◆ Tasks for this exercise:
[1] Please rewrite the paragraph of the CAT news item that begins "In the prolonged schedule from this year" more briefly, keeping its main facts.
[2] Does each statement below agree with the CAT news item? Answer yes or no, and quote the deciding words of the text.
(a) The IIMs have picked a company other than Prometric to run this year's test.
(b) This year there will be fewer exam centers than last time.
(c) Last year's online exam was cancelled after a couple of days.

◆ Given text:
---------------
Updated on: Friday, June 25, 2010
There will be no fixed day for taking the Common Admission Test (CAT) from this year. You will have multiple choices of dates, spread over a month, to take the online entrance test to the IIMs — the country’s premier B-schools.
The exam went online last year but was so riddled with trouble that it was cancelled after a couple of days. The IIMs have once again asked Prometric to conduct the test on their behalf.
In the prolonged schedule from this year, small batches of examinees countrywide will take the exam during a ‘testing capsule’. This will enable Prometric to monitor every centre and check if there are any technological glitches anywhere. Prometric attributed last year’s trouble to a virus attack that spread to a large number of testing centres and disabled the exam. Examinees complained of screens freezing, going blank or corrupt when they tried to log on or even when they had written the exam half way.
Unlike last time, when a large number of local institutions having computer laboratories had tied up with Prometric for CAT, this time the organiser is tying up with every technology partner after stringent quality tests. “We’ll have much fewer exam centres this time but each will be selected carefully and then sanitized over a long period of time. Each test site preparation will take months. We have also developed a superior software to offer swifter results,” said Prometric managing director Soumitra Roy.
---------------
◆ Data provided:
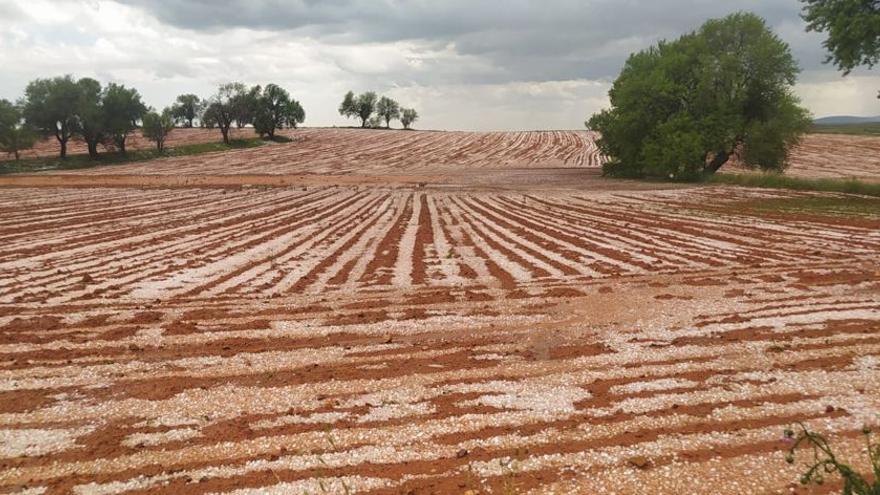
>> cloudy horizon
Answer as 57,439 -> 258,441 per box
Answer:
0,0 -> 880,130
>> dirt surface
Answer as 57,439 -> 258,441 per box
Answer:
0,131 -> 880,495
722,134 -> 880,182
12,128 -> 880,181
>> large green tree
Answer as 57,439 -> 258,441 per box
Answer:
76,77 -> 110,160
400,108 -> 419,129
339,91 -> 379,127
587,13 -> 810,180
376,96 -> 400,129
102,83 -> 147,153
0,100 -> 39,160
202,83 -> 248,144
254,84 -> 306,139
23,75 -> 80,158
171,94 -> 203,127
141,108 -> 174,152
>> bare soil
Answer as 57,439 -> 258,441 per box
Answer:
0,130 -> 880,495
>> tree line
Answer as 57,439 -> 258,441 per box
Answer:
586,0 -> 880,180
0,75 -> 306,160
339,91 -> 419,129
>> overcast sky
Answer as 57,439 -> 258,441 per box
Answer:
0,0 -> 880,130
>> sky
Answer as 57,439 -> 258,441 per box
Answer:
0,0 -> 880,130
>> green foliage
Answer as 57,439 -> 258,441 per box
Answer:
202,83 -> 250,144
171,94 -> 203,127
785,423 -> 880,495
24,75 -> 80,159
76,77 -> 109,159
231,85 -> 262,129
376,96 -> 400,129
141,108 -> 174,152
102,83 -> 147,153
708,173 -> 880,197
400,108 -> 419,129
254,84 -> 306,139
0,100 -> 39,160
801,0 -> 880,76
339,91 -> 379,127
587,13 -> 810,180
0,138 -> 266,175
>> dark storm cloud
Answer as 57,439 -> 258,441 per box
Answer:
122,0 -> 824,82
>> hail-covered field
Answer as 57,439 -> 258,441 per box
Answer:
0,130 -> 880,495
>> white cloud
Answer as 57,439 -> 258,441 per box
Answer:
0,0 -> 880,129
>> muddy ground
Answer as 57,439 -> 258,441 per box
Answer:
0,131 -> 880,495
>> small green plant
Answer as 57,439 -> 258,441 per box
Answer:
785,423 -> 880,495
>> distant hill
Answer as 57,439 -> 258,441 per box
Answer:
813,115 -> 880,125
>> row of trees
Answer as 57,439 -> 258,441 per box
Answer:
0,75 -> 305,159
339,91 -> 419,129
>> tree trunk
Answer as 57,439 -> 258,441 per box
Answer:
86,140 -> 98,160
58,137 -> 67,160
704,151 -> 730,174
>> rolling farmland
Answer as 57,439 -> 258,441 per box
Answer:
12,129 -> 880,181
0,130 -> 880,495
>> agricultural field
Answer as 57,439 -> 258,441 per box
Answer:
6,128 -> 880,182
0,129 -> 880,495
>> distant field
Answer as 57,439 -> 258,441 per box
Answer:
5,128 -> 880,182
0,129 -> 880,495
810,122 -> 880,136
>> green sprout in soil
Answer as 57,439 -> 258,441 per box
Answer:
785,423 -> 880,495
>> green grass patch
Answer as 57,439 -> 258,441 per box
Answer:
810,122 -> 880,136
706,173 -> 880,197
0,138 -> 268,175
---------------
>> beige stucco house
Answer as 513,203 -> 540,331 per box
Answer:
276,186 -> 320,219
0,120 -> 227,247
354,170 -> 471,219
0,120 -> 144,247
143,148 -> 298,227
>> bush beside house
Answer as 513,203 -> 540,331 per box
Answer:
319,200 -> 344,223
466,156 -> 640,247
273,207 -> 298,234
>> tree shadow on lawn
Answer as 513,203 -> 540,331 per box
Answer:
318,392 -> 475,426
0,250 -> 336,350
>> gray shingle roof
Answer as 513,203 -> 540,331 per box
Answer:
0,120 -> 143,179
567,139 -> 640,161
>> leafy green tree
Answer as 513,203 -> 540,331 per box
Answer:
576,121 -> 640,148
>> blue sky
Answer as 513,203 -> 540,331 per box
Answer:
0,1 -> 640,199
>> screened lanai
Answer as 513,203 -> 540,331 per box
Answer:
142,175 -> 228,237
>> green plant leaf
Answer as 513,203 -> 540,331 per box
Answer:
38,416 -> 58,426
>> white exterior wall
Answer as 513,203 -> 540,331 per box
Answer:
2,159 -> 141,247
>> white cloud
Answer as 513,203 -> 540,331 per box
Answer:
---------------
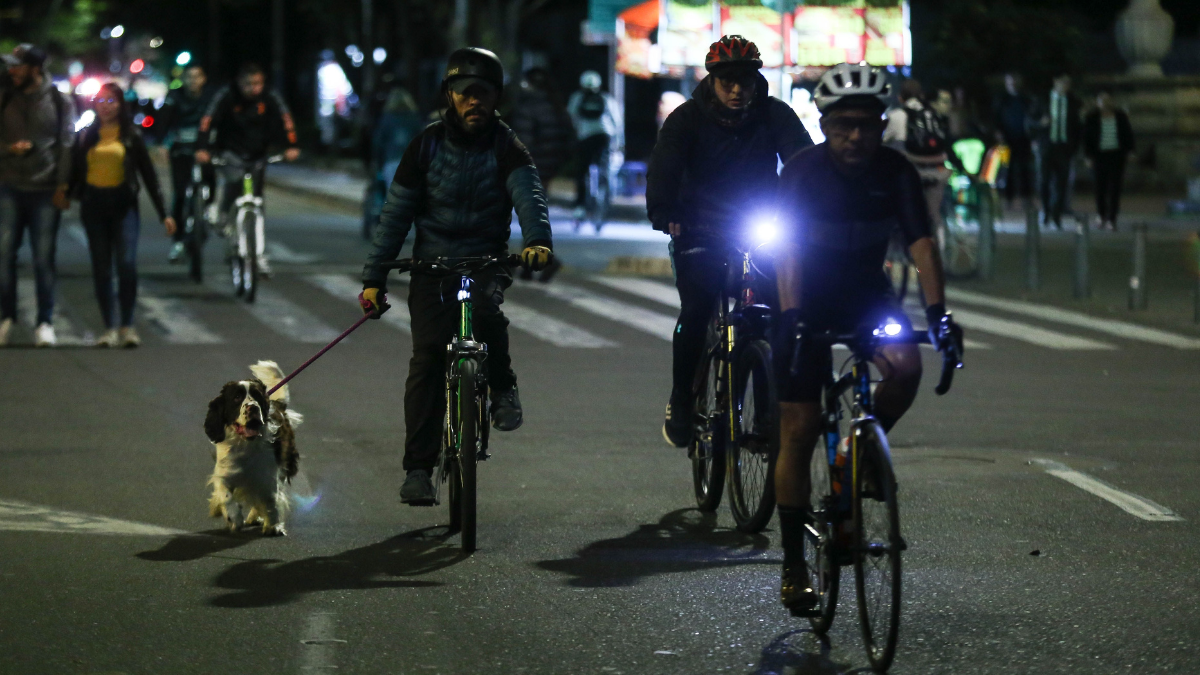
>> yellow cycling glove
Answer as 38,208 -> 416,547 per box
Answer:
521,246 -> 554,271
---------------
◆ Responses for each task:
[1] Starting this year, small batches of examinees across the country will take the exam during a "testing capsule," so Prometric can monitor every center for technological glitches. Prometric blamed last year's trouble on a virus attack that spread to many testing centers and disabled the exam. Examinees reported screens freezing, going blank or becoming corrupt at login or partway through the exam.

[2]
(a) No: "The IIMs have once again asked Prometric to conduct the test on their behalf."
(b) Yes: "We’ll have much fewer exam centres this time"
(c) Yes: "it was cancelled after a couple of days"